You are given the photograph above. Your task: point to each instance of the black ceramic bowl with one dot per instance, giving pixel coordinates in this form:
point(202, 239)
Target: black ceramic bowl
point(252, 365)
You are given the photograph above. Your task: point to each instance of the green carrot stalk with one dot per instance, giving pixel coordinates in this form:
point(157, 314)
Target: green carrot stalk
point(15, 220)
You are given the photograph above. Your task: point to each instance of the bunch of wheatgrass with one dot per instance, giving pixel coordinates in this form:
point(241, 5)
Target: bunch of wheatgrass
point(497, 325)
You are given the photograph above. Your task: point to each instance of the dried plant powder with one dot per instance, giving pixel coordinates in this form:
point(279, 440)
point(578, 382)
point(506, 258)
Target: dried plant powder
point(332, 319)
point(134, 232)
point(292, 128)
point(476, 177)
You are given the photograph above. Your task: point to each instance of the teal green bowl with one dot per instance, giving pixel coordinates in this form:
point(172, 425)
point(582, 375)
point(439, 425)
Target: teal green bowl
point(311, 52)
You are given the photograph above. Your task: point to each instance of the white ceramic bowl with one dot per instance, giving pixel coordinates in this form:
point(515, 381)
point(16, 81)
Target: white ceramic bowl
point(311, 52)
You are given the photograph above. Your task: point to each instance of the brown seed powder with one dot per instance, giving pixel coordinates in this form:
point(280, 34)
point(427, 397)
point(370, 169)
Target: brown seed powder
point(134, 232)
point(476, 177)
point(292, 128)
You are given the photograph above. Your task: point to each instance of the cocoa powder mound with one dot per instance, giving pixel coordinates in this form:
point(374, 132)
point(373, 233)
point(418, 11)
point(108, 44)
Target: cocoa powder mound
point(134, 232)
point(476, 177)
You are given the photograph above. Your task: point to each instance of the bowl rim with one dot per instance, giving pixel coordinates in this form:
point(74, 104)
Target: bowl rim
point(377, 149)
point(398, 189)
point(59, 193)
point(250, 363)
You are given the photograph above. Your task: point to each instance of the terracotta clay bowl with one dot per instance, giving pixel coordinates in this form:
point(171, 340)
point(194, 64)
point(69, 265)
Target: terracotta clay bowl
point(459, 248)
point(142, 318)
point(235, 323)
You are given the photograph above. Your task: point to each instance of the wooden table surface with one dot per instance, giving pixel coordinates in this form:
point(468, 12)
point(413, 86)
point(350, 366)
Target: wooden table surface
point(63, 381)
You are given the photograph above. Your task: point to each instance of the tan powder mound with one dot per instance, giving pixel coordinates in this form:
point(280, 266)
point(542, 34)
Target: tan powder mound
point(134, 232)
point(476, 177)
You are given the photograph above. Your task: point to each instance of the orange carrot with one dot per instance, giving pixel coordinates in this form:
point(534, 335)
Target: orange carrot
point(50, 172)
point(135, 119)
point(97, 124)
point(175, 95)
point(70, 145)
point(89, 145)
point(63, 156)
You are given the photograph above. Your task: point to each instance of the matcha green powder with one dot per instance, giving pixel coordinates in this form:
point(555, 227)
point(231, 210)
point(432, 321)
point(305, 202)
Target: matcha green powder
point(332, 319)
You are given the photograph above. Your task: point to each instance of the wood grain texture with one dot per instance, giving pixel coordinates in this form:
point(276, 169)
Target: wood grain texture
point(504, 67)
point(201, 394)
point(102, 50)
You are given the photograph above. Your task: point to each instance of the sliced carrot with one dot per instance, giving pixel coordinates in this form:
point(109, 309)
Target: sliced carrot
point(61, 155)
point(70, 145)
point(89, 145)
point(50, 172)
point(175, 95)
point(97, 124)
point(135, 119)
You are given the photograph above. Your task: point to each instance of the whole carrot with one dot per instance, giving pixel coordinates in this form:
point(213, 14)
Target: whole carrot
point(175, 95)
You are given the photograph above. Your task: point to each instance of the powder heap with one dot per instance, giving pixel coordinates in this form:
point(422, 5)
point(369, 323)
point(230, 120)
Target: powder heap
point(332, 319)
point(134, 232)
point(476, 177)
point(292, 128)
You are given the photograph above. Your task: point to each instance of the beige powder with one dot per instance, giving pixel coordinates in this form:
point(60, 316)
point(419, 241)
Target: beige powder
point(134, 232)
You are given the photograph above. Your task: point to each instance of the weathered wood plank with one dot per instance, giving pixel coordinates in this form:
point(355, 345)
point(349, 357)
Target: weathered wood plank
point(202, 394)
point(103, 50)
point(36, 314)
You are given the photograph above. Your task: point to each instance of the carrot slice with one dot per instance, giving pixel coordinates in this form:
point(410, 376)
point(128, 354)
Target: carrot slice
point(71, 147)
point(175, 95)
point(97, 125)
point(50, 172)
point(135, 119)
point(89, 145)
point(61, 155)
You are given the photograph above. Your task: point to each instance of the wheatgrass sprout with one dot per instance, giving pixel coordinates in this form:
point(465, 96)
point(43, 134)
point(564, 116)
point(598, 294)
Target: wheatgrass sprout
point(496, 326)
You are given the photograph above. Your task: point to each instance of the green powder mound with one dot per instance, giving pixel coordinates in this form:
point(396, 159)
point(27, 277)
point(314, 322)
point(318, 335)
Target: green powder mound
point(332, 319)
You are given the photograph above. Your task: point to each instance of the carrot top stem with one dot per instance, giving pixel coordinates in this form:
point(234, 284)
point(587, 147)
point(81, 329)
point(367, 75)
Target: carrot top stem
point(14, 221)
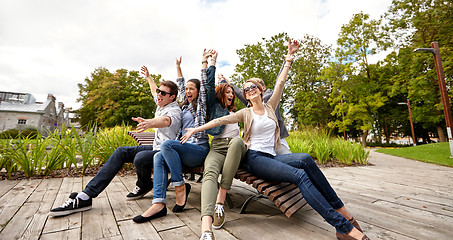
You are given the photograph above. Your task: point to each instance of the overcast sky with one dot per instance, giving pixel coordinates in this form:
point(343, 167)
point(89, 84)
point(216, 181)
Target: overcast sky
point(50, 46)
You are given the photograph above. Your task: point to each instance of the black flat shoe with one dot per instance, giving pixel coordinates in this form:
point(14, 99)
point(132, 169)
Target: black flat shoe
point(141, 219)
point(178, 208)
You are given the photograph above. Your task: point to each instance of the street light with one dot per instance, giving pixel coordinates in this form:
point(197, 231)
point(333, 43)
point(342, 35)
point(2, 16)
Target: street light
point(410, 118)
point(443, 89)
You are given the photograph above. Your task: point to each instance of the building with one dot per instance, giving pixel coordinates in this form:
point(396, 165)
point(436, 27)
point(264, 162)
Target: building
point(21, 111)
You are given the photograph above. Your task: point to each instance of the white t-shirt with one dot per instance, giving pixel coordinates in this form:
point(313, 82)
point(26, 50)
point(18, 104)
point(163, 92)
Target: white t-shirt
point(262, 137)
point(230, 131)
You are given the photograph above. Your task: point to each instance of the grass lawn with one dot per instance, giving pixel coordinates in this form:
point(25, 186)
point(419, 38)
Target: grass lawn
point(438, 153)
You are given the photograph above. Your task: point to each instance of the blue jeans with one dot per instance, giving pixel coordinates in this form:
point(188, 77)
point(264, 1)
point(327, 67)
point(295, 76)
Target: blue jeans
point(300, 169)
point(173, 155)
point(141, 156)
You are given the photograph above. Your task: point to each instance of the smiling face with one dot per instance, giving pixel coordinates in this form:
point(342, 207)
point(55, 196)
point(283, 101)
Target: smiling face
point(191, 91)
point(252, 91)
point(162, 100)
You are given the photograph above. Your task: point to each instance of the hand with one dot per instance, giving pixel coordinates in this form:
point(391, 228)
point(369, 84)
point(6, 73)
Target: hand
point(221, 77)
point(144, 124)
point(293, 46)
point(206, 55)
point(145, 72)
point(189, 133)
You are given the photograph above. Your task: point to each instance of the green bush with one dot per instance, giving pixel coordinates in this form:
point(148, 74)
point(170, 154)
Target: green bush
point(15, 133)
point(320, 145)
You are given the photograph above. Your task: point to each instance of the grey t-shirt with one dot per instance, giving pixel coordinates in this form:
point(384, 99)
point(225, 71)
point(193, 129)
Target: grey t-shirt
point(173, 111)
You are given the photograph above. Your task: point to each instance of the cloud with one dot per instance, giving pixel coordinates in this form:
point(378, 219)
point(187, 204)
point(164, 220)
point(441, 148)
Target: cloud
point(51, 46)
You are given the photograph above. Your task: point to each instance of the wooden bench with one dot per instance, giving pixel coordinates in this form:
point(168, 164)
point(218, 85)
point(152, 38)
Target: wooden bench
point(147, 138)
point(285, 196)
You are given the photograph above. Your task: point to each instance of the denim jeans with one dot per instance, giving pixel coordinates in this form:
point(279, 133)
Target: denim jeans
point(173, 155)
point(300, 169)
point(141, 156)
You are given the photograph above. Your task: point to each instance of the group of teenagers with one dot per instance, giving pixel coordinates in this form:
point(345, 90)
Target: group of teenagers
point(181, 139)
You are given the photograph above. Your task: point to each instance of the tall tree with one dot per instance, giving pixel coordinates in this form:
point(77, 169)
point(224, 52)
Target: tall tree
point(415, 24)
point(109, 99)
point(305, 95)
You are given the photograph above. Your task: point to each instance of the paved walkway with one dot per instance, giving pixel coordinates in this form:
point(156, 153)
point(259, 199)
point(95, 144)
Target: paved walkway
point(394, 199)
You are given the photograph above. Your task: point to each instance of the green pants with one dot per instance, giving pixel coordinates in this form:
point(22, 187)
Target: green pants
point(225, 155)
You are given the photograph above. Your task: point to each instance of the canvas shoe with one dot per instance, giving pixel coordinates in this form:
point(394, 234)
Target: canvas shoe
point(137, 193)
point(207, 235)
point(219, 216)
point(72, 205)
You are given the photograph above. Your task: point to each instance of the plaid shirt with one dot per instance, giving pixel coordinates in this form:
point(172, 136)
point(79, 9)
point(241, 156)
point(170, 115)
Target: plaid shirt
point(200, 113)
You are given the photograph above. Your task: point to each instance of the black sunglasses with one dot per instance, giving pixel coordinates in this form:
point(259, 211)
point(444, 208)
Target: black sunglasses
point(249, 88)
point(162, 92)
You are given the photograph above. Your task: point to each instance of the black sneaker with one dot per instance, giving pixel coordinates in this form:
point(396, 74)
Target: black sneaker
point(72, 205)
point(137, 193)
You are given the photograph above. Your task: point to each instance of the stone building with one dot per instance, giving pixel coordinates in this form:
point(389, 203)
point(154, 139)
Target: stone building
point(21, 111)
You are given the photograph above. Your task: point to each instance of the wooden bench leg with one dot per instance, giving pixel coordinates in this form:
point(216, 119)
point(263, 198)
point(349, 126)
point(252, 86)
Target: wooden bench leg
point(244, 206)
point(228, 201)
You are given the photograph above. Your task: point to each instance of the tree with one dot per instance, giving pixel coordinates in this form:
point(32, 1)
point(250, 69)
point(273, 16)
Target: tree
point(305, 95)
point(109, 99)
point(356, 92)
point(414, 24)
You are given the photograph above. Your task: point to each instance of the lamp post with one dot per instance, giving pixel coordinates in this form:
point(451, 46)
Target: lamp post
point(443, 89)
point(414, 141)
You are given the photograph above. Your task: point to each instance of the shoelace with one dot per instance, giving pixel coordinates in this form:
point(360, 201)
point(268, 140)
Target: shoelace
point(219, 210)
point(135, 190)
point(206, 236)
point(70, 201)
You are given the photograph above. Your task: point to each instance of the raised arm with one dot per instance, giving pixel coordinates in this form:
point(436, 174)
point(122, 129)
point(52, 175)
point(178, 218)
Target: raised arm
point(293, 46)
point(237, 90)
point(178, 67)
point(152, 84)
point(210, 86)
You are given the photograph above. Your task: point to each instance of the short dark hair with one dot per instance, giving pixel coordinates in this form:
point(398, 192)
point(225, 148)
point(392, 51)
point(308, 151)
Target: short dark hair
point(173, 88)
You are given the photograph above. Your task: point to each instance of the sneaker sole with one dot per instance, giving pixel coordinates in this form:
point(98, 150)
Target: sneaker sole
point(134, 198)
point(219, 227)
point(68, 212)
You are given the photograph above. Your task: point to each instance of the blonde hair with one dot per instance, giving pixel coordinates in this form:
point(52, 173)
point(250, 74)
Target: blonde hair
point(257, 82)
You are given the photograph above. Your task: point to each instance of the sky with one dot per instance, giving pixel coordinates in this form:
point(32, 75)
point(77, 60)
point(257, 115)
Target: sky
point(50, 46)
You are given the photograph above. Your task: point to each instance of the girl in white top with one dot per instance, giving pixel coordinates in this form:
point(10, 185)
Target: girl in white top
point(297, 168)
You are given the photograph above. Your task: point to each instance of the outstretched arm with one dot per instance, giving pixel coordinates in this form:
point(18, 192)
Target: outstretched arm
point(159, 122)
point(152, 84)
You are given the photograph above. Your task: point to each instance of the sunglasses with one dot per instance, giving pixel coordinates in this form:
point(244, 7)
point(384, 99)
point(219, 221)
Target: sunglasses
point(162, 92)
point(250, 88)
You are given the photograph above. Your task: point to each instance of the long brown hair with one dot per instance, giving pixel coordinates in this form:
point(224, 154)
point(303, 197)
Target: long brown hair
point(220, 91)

════════════════

== PROBLEM STATEMENT ==
Can you repeat everything in the listing above, from the line containing "of the tree" down to the line containing "point(173, 88)", with both of those lines included and nothing altered?

== TASK RESULT ==
You are given the photograph above. Your task: point to each instance of the tree with one dot per instance, giving pixel coordinates in this form:
point(32, 1)
point(250, 69)
point(273, 16)
Target: tree
point(305, 95)
point(109, 99)
point(356, 92)
point(414, 24)
You are given the photograph above. Your task: point to each instance of the lamp post with one dot per instance, giving pixel coordinates in this form:
point(451, 46)
Target: lamp post
point(443, 89)
point(414, 141)
You are given the photograph above. Your task: point to each instance of the shoelace with one dot per instance, giving pixel coordinates in this form:
point(360, 201)
point(268, 140)
Target: shoelace
point(219, 210)
point(135, 190)
point(206, 236)
point(70, 201)
You are given the photograph above. Your task: point to each instance of the raised arm with one dot per instance, giving pixel coordinates in this form:
point(436, 174)
point(122, 129)
point(52, 175)
point(178, 218)
Target: raised arm
point(293, 46)
point(237, 90)
point(178, 67)
point(152, 84)
point(210, 86)
You are given the photograph above. Your task: point to each instance of the short dark hair with one dot per instance, giving pixel coordinates in this form:
point(398, 192)
point(225, 148)
point(392, 51)
point(308, 151)
Target: short dark hair
point(173, 88)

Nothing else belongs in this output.